### Extrait fourni
-------

Quant à la duree du chant, les Musiciens n'ont encore rien estably sur ceste difficulté : il y en a de longs, de courts, & de mediocres : & l'on peut quasi dire la mesme chose des chants que des vers, car il n'y a point de vers qui ne puisse auoir vn chant ; & si le vers est inutile & imparfait, comme sont ceux ausquels il manque vn, ou plusieurs pieds, on peut appeller leur chantimparfait. Toutesfois l'on peut dire que le chant doit pour le moins durer deux ou trois mesures pour estre accomply & parfait, afin qu'il ait son commencement, son milieu, & sa fin, car ses trois parties se rencontrent presque tousiours en toutes ces choses, particulierement en celles qui sont liees & obligees au mouuement, comme sont les chants dont nous parlons.
Mais ie traiteray apres plus amplement des parties du chant, & diray s'il est possible de trouuer des regles qui seruent à faire de beaux chants, de sorte qu'en les suiuant on ne puisse faillir au iugement, ou à la composition.
Voyons maintenant combien il y a d'especes de chants dont on vse en France, car quant à ceux des anciens tant Grecs, que Latins, ils nous en ont laissé si peu de connoissance que nous ne pouuons en parler auec certitude : & les nations estrangeres n'en ont point que nous n'imitions assez heureusement, & s'il m'est permis de parler à notre auantage, que nous ne surpassions en quelque chose, particulierement en la politesse, en la delicatesse, & en la douceur dont on les recite ; car quant à la netteté, à la bonté, ou à la force de la voix, les Italiens les peuuent disputer auec toutes les autres nations : ioint qu'ils ont plusieurs beaux traits, & quantité d'inuentions dont nos chants sont destituez.

-------

### Objectif
Recopiez le passage de l'extrait sur le chant qui commence aux mots « Quant à la duree » et s'arrête après « dont nous parlons. ». La liste n'a aucun lien avec l'extrait.

-------

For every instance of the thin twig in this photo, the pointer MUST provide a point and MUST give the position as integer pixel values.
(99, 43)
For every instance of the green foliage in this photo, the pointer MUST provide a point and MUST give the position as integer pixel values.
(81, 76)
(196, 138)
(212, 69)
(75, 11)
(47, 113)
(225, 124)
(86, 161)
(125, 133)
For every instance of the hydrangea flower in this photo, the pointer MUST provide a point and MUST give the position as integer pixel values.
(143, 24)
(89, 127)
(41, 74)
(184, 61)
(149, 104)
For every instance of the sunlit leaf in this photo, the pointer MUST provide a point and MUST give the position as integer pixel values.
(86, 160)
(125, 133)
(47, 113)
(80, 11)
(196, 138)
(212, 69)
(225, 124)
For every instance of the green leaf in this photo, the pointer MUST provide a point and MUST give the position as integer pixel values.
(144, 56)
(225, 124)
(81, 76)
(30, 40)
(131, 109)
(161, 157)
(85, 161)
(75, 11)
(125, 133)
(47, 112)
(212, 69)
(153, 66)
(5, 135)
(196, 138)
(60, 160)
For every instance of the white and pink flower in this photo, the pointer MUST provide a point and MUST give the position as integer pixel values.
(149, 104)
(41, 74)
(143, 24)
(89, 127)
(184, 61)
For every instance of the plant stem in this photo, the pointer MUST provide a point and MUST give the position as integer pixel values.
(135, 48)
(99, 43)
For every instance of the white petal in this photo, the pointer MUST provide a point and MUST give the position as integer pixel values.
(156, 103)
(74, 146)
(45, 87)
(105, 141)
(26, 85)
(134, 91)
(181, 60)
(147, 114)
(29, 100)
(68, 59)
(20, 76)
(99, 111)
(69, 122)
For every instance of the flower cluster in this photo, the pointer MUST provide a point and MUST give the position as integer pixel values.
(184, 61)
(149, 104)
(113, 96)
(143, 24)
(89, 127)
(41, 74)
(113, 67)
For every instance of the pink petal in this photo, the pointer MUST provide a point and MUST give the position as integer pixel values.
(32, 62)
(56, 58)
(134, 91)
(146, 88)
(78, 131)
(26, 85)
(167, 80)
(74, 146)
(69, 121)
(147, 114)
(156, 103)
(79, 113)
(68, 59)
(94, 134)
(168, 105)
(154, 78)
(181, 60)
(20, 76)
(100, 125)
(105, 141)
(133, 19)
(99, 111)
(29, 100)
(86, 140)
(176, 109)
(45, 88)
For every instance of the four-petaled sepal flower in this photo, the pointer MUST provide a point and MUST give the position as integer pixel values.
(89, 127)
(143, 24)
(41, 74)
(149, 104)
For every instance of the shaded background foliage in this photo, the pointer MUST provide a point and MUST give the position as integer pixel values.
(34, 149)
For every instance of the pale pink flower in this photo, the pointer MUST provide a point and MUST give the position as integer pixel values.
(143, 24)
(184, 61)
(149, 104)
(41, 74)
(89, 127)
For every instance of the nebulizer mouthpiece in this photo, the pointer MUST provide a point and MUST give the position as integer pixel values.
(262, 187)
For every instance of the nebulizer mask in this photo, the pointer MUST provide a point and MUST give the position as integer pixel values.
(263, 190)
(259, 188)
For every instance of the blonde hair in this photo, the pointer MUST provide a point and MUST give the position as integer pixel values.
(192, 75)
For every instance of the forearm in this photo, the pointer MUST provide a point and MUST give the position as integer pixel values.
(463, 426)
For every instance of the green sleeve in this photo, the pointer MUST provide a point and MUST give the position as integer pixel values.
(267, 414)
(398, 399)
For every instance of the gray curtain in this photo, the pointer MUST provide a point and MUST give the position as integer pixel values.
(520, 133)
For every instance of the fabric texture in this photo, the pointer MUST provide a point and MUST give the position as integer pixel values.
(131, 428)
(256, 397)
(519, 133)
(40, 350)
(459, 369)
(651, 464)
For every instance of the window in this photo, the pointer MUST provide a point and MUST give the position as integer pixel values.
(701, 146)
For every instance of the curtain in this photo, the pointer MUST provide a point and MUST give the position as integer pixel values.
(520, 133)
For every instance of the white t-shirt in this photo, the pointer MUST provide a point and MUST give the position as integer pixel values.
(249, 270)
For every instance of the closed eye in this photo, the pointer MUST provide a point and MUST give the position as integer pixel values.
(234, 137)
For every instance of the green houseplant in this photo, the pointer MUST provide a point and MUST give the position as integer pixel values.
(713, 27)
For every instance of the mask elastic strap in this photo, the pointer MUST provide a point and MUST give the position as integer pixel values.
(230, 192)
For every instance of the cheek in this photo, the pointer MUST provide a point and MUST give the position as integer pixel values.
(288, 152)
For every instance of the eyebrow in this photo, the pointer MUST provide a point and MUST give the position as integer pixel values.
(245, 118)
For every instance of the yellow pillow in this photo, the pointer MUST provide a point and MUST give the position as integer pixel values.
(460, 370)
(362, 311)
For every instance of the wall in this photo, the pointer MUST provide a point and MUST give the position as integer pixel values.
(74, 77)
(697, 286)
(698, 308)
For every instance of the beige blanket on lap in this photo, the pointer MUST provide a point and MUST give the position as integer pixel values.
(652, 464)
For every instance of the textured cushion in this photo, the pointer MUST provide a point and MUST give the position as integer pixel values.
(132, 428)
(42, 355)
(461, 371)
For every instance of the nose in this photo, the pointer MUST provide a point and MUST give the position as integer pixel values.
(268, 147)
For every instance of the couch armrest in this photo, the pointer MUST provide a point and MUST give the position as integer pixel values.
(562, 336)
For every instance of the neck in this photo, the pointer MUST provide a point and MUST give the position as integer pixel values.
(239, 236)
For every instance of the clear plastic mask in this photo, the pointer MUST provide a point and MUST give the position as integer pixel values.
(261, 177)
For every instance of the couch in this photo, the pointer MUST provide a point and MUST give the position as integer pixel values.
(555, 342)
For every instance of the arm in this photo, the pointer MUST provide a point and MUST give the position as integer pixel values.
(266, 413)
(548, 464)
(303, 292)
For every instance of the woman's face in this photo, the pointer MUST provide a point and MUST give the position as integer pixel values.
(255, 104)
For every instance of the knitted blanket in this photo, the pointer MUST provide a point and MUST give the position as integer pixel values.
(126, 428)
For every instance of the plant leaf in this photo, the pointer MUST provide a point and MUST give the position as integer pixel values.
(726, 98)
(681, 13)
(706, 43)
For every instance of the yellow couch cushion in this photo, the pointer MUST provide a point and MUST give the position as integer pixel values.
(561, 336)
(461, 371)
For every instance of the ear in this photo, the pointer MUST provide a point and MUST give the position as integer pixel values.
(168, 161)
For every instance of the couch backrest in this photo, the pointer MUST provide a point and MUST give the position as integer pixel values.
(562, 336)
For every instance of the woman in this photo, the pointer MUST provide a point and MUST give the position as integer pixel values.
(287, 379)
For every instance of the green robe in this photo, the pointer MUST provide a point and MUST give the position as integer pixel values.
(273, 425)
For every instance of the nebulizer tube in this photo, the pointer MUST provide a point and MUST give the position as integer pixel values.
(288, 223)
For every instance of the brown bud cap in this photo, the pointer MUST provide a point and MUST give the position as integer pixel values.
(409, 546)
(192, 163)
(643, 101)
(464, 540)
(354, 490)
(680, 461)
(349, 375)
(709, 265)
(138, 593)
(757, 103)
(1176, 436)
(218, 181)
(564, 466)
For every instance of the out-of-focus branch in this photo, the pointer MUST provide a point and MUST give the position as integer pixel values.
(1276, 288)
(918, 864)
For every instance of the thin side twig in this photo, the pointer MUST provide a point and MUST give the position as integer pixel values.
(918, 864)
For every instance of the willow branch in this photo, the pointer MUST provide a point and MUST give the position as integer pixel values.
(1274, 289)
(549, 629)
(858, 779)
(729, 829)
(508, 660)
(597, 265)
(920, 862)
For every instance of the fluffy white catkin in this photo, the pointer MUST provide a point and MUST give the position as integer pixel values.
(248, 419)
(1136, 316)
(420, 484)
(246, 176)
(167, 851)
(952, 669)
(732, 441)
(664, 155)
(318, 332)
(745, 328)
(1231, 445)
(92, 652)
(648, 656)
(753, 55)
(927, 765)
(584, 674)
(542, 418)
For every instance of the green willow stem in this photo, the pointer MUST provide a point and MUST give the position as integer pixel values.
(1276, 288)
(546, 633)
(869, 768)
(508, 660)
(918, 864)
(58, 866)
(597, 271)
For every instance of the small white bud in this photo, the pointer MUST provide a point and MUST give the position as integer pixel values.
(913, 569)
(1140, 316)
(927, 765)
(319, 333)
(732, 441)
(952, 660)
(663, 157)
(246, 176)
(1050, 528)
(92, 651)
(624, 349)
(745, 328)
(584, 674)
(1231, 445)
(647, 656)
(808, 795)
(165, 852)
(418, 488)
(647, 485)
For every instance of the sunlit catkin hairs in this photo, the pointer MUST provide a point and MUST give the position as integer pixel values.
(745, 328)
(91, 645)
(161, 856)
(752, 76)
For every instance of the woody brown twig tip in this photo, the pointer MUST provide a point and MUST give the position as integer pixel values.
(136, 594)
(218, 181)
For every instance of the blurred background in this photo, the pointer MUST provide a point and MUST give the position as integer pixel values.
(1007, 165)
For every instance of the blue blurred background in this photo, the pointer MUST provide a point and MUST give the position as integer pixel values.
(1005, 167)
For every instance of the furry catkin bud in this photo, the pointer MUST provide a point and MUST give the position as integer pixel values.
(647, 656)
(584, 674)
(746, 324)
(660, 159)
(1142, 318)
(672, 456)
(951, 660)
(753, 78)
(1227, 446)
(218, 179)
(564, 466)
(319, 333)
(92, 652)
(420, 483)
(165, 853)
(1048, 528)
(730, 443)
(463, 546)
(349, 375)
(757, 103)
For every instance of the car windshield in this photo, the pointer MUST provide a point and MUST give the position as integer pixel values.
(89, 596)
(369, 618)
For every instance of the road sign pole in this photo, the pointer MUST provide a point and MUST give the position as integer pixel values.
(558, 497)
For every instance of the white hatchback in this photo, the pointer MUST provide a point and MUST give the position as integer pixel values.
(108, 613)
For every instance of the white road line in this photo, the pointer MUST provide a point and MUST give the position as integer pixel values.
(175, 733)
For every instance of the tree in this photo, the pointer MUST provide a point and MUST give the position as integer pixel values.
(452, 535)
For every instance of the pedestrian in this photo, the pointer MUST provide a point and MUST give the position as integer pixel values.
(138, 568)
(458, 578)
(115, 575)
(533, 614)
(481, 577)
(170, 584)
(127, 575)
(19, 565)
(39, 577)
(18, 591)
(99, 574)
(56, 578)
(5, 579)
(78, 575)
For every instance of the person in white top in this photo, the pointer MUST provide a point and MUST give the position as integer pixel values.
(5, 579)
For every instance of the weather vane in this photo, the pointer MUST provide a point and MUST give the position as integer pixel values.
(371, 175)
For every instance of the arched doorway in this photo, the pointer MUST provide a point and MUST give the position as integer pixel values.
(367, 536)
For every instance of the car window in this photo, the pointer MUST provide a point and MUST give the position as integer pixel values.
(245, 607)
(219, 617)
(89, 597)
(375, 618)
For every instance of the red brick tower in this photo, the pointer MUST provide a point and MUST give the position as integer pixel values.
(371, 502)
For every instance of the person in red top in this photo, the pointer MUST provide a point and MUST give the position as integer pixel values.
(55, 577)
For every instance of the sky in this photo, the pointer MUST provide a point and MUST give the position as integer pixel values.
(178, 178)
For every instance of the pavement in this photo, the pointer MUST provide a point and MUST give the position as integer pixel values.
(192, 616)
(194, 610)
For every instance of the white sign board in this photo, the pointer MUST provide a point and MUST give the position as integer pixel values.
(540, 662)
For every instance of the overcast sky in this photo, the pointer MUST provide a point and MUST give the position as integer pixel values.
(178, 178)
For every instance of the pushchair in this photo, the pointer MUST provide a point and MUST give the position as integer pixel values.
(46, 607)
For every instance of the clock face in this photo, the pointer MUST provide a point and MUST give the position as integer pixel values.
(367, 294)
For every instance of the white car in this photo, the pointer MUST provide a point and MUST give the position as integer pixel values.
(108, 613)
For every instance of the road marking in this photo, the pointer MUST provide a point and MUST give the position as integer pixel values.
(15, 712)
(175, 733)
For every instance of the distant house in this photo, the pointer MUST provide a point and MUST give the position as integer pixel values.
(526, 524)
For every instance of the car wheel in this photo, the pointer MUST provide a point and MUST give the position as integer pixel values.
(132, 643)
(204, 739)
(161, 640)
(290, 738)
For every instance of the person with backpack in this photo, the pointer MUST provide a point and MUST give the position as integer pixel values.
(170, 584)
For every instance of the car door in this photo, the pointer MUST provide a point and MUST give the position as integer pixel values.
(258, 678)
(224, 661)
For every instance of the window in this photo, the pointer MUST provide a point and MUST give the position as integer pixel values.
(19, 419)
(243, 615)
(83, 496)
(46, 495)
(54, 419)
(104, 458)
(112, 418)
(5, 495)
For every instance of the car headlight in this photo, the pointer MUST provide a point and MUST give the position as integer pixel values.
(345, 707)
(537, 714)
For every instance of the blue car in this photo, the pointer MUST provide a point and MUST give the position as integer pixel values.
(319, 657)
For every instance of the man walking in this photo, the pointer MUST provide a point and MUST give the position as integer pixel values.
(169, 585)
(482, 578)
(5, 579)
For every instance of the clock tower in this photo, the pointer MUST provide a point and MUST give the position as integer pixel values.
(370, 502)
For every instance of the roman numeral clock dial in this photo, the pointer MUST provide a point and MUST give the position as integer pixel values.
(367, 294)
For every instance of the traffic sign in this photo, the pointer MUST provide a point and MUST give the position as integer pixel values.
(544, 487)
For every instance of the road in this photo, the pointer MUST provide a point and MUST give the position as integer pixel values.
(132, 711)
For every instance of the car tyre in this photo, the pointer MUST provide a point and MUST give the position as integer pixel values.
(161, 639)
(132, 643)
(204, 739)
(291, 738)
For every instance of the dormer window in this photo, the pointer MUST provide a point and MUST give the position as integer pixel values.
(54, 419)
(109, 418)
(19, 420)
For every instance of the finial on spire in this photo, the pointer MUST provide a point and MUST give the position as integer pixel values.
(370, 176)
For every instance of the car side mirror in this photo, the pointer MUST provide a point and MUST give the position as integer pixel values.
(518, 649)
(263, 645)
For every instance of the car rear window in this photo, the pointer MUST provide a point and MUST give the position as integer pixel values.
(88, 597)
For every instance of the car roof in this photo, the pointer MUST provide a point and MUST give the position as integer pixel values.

-------

### Réponse
Quant à la duree du chant, les Musiciens n'ont encore rien estably sur ceste difficulté : il y en a de longs, de courts, & de mediocres : & l'on peut quasi dire la mesme chose des chants que des vers, car il n'y a point de vers qui ne puisse auoir vn chant ; & si le vers est inutile & imparfait, comme sont ceux ausquels il manque vn, ou plusieurs pieds, on peut appeller leur chantimparfait. Toutesfois l'on peut dire que le chant doit pour le moins durer deux ou trois mesures pour estre accomply & parfait, afin qu'il ait son commencement, son milieu, & sa fin, car ses trois parties se rencontrent presque tousiours en toutes ces choses, particulierement en celles qui sont liees & obligees au mouuement, comme sont les chants dont nous parlons.